▶ MATERIAL SHOWN
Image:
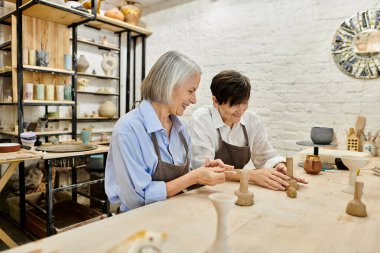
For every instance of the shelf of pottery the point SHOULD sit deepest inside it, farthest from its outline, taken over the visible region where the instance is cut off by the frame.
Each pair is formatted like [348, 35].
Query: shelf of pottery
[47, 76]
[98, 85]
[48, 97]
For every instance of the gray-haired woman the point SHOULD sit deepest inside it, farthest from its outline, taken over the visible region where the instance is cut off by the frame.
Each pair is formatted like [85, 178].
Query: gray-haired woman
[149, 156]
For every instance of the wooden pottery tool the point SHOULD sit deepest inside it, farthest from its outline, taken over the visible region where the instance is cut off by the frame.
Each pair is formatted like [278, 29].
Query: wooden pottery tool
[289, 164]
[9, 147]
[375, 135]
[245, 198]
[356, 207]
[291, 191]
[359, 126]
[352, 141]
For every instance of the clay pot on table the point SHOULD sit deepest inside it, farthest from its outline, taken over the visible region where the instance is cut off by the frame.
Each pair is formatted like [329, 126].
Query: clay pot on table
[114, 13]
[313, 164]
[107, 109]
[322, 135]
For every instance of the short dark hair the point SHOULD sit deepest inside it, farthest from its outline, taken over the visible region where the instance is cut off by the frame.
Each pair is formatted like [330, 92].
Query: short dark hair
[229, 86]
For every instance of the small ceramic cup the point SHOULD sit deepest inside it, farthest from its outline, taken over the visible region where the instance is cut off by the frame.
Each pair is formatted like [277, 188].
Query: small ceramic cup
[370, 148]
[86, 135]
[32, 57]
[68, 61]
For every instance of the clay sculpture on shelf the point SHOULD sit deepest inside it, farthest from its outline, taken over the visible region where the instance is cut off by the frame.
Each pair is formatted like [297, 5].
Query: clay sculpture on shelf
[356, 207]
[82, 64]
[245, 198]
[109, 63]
==
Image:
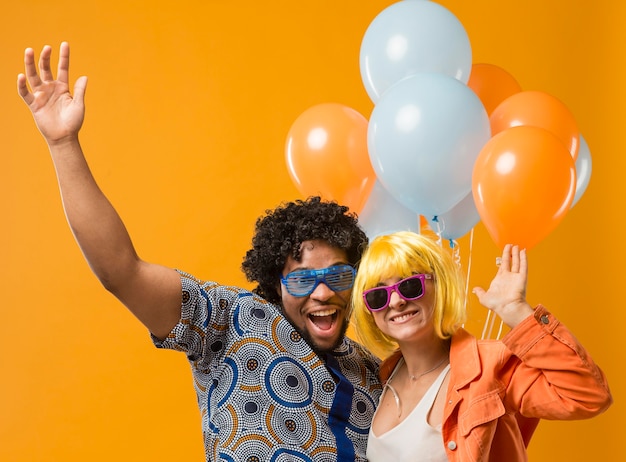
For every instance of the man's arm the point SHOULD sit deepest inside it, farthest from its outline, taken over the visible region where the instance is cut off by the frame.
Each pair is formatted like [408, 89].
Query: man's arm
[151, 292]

▶ TASK REQUIREMENTS
Count the lines in the records that contain the word "short". Reply with only that number.

▶ RESULT BELOW
2